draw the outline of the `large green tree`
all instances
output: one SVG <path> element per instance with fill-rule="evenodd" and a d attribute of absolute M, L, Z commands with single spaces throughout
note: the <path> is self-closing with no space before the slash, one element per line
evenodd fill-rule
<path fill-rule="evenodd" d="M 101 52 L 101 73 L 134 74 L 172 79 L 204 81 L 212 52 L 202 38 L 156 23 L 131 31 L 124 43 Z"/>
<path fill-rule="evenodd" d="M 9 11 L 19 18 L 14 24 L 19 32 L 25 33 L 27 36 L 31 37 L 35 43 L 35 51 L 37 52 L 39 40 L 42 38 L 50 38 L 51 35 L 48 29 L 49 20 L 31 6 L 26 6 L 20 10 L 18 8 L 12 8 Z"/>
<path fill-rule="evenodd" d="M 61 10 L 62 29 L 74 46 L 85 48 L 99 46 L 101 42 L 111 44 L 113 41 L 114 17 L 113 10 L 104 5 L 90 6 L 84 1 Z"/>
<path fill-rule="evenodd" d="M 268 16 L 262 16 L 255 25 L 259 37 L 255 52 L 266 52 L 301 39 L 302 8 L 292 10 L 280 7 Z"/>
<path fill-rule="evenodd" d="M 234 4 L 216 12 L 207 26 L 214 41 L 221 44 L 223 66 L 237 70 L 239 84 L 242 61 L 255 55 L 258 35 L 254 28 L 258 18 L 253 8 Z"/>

**********

Copy the entries word for word, from their first line through the line containing "268 16 L 262", with both of those lines included.

draw the outline of the `large green tree`
all instances
output: one SVG <path> element per instance with fill-rule="evenodd" and a d attribute of absolute M, L, Z commands with single spaces throughout
note: the <path> is self-closing with no space before the slash, one element per line
evenodd fill-rule
<path fill-rule="evenodd" d="M 101 52 L 101 73 L 134 74 L 172 79 L 204 81 L 212 52 L 202 38 L 156 23 L 131 31 L 124 43 Z"/>
<path fill-rule="evenodd" d="M 9 11 L 19 18 L 14 24 L 19 32 L 25 33 L 27 36 L 31 37 L 35 43 L 35 51 L 37 52 L 39 40 L 42 38 L 50 38 L 51 35 L 48 29 L 49 20 L 31 6 L 26 6 L 20 10 L 18 8 L 12 8 Z"/>
<path fill-rule="evenodd" d="M 61 10 L 62 29 L 74 46 L 85 48 L 99 46 L 101 42 L 111 44 L 113 41 L 114 17 L 113 10 L 104 5 L 90 6 L 84 1 Z"/>
<path fill-rule="evenodd" d="M 268 16 L 262 16 L 255 25 L 259 37 L 255 52 L 266 52 L 301 39 L 302 8 L 292 10 L 280 7 Z"/>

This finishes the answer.